**Vorliegender Text**
Der Aufschrei der übrig gebliebenen Feministinnen im Land blieb jedenfalls aus. Nicht einmal die neben Claus Kleber stehende Gundula Gause bemerkte, auf wessen Kosten der Witz gerade gegangen war. Aber vielleicht ist es auch so, dass die Feministinnen im jahrelangen Kampf gegen Müllnichtrausbringer, Mehralsfraueverdiener und Anzüglichewitzemacher ihre Antennen für eine Art der Diskriminierung verloren haben, die zivilisatorisch im Großen und Ganzen als überwunden galt. Doch, Überraschung! Sie ist wieder da! Diesmal als Import, gewissermaßen als Umverpackung der „geschenkten Menschen“ und plötzlich ist man in vielen alltäglichen, scheinbar banalen Situationen bereit, dies als Kollateralschaden an unserer Gesellschaft in Kauf zu nehmen. Wie man sieht, stimmt auch schon mit der Antenne von Claus Kleber etwas nicht.

Vielleicht lassen Sie in Zukunft einfach ihre Meinungssoße weg, Herr Kleber. Besonders, wenn sie so belanglos und relativierend ist. Ich bekomme moralische Blähungen davon.

**Was zu tun ist**
1. Schreib aus dem Kommentar über Claus Kleber den Abschnitt Wort für Wort ab, beginnend bei „Der Aufschrei der“ und endend bei „Kleber etwas nicht.“.
2. Prüfe, ob diese Aussagen zum Kommentar über Claus Kleber passen: (a) Gundula Gause stand neben Claus Kleber. (b) Gundula Gause merkte, auf wessen Kosten der Witz ging. (c) Die Feministinnen im Land reagierten mit einem lauten Aufschrei. Antworte jeweils mit Ja oder Nein und zitiere die entscheidenden Worte des Kommentars wörtlich.
3. Führ den Kommentar über Claus Kleber nach seinem letzten Satz weiter.

**Datenauszug**

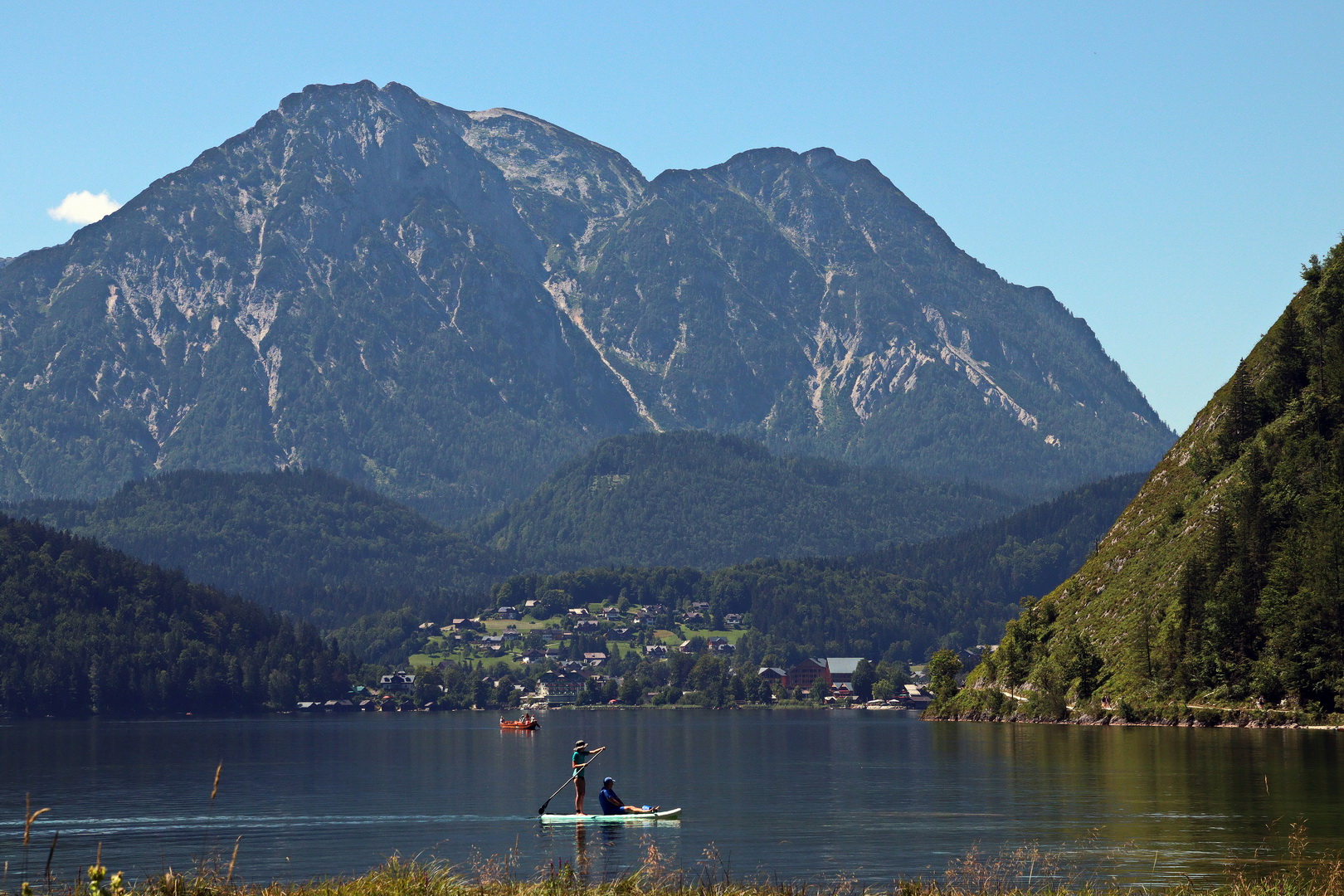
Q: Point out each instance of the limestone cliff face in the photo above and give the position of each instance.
(806, 299)
(448, 303)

**Antworten pro Aufgabe**
1.
Der Aufschrei der übrig gebliebenen Feministinnen im Land blieb jedenfalls aus. Nicht einmal die neben Claus Kleber stehende Gundula Gause bemerkte, auf wessen Kosten der Witz gerade gegangen war. Aber vielleicht ist es auch so, dass die Feministinnen im jahrelangen Kampf gegen Müllnichtrausbringer, Mehralsfraueverdiener und Anzüglichewitzemacher ihre Antennen für eine Art der Diskriminierung verloren haben, die zivilisatorisch im Großen und Ganzen als überwunden galt. Doch, Überraschung! Sie ist wieder da! Diesmal als Import, gewissermaßen als Umverpackung der „geschenkten Menschen“ und plötzlich ist man in vielen alltäglichen, scheinbar banalen Situationen bereit, dies als Kollateralschaden an unserer Gesellschaft in Kauf zu nehmen. Wie man sieht, stimmt auch schon mit der Antenne von Claus Kleber etwas nicht.

2.
(a) Ja: „die neben Claus Kleber stehende Gundula Gause“
(b) Nein: „Nicht einmal die neben Claus Kleber stehende Gundula Gause bemerkte, auf wessen Kosten der Witz gerade gegangen war.“
(c) Nein: „Der Aufschrei der übrig gebliebenen Feministinnen im Land blieb jedenfalls aus.“

3.
Nachtrag: Sind Sie verstört? Fragen Sie sich, worüber sich der Autor dieser Zeilen eigentlich so aufregt? Waren diese wenigen seltsamen ZDF-Sendeminuten einen Viertelstundentext voller Vorwürfe und Empörung wert? Liegt es am fehlenden Proporz? Daran, dass das ZDF über israelische Startups, die es zu tausenden gibt und in denen Juden und Araber gemeinsam arbeiten und die deutlich wertvollere Beiträge zum Wohle der Menschheit leisten, als Trennwände in Pixelcafés zu verschieben, so gut wie nie berichtet? Ein wenig, ja. Viel mehr ist es aber die Verharmlosung von Islamismus und Scharia und deren Folgen, die hier in einem kurzen, scheinbar harmlosen Beitrag zum Ausdruck kommt. Und ich vermisse den streitbaren Feminismus, der sich in letzter Zeit kaum in dieser Sache zu Wort meldet. Außer vielleicht Alice Schwarzer, die zu loben mir nicht immer leicht fällt, auf die aber leider niemand mehr zu hören scheint.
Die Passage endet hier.